Exercise requirements
a: In the copyright discussion, which country is named as the place where this copy of the time zone data is being hosted?
b: List every username shown in a "by" line of the copyright discussion.
c: Set down a passage of the copyright discussion word for word, beginning at the words "Posted Oct 7, 2011 18:30" and stopping after "dskoll (subscriber, #1630)".

____ Text passage

My not-a-lawyer understanding is that in the US it is not possible to copyright "facts" because some sort of creative step is required. However in other countries (I'm in Britain) the creative step is not required, and stuff can be copyrighted based on a "sweat of the brow" argument. So it would seem to me that this time zone data is MORE vulnerable to claims from these astrologers if it is outside the US. (I'm not sure specifically about Australia, where this copy is being hosted, but my guess would be that for historical reasons it would be close to the British system.)
Posted Oct 7, 2011 15:32 UTC (Fri)
by Otus (subscriber, #67685)
[Link]
It also says that in an earlier ruling "sufficient creativity was established as the defining characteristic of copyright"
If that's the case Australia would be a good place to host this.
Posted Oct 7, 2011 18:30 UTC (Fri)
by Wol (subscriber, #4433)
[Link] (1 responses)
There is the (I think European) database directive, which says that you cannot take someone else's collection of facts, reformat it and sell it as your own. So in that sense it does protect sweat of the brow. But if you RESEARCH your own database (even if that includes mining theirs) then you are in the clear.
Basically, if you can prove you have provided added value through your own "sweat of the brow", then you're in the clear.
Cheers,
Posted Oct 12, 2011 22:20 UTC (Wed)
by Baylink (guest, #755)
[Link]
Posted Oct 7, 2011 15:27 UTC (Fri)
by dskoll (subscriber, #1630)
[Link] (1 responses)
I'm going to have to get in touch with the maintainers of /usr/share/dict/words. Many hundreds of lines in that file are taken brazenly and directly from works I have created!!!!!
Posted Oct 8, 2011 23:19 UTC (Sat)
by richarson (subscriber, #74226)
[Link]
Posted Oct 7, 2011 15:51 UTC (Fri)
by jcm (subscriber, #18262)
[Link] (18 responses)
When talking about things on these threads, even of the "I like green scrolling text and dark rooms, here's a lot of theoretical CompSci", remember that people with lawyers will read these messages and they will willingly use whatever is said against any of these projects.
Jon.
Posted Oct 7, 2011 17:00 UTC (Fri)

________
____ Data supplied

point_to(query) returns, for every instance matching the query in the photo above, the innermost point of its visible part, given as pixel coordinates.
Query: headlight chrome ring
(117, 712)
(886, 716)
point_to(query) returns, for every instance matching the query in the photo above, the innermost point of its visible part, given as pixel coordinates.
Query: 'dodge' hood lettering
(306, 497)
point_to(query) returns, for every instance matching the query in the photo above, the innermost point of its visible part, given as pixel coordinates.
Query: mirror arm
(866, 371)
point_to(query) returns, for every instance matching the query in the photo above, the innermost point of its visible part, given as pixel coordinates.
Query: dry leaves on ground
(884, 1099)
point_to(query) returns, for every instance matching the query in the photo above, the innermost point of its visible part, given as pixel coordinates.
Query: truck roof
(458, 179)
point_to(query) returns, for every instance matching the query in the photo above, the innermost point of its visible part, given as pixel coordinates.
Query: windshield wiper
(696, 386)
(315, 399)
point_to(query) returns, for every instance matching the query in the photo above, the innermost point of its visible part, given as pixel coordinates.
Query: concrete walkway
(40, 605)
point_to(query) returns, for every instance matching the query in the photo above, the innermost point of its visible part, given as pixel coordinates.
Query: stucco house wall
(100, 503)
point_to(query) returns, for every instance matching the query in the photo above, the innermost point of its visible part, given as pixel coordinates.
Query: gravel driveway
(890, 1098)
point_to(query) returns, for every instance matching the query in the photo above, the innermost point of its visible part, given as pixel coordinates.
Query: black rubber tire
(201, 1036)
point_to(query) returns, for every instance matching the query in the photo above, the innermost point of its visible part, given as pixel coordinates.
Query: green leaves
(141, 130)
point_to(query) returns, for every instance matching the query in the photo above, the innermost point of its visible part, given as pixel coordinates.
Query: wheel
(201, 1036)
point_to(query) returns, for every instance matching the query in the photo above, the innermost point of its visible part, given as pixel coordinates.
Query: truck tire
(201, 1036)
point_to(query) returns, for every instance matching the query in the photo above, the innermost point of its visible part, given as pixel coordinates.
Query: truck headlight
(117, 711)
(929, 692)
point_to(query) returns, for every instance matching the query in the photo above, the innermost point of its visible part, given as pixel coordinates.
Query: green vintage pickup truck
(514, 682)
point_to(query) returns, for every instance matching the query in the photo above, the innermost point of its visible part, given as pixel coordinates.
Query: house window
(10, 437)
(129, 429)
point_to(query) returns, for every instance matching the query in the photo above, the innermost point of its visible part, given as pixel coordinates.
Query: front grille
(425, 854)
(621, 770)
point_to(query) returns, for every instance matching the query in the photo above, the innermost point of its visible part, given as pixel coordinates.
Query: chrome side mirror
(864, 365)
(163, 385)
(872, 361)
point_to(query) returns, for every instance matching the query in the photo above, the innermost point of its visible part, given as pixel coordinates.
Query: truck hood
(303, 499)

________

Outputs
a: Australia

b: Otus, Wol, Baylink, dskoll, richarson, jcm

c:
Posted Oct 7, 2011 18:30 UTC (Fri)
by Wol (subscriber, #4433)
[Link] (1 responses)
There is the (I think European) database directive, which says that you cannot take someone else's collection of facts, reformat it and sell it as your own. So in that sense it does protect sweat of the brow. But if you RESEARCH your own database (even if that includes mining theirs) then you are in the clear.
Basically, if you can prove you have provided added value through your own "sweat of the brow", then you're in the clear.
Cheers,
Posted Oct 12, 2011 22:20 UTC (Wed)
by Baylink (guest, #755)
[Link]
Posted Oct 7, 2011 15:27 UTC (Fri)
by dskoll (subscriber, #1630)